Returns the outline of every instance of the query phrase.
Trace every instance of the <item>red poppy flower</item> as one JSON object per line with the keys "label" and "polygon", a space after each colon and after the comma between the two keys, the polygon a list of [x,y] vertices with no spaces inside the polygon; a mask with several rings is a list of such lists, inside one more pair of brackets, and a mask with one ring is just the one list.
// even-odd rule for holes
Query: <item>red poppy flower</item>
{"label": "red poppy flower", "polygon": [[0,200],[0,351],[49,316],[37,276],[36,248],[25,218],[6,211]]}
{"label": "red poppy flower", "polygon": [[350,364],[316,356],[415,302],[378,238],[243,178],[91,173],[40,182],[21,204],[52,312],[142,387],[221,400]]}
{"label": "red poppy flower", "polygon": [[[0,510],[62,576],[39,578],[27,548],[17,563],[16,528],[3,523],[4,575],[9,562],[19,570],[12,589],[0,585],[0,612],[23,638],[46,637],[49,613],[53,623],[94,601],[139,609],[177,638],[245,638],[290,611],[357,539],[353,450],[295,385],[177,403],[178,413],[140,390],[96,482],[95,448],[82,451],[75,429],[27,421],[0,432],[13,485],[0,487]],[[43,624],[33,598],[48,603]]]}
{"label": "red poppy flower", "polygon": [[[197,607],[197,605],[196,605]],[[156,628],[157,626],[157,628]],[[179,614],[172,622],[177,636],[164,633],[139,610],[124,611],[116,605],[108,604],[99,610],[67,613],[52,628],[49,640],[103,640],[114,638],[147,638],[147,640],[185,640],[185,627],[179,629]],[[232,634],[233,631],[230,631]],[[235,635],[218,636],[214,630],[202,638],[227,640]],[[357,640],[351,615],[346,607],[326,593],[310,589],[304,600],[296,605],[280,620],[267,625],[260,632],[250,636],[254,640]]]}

+++++

* THE REQUEST *
Count the lines in the items above that contain the word "instance", and state only that number.

* SOLUTION TO THIS EXERCISE *
2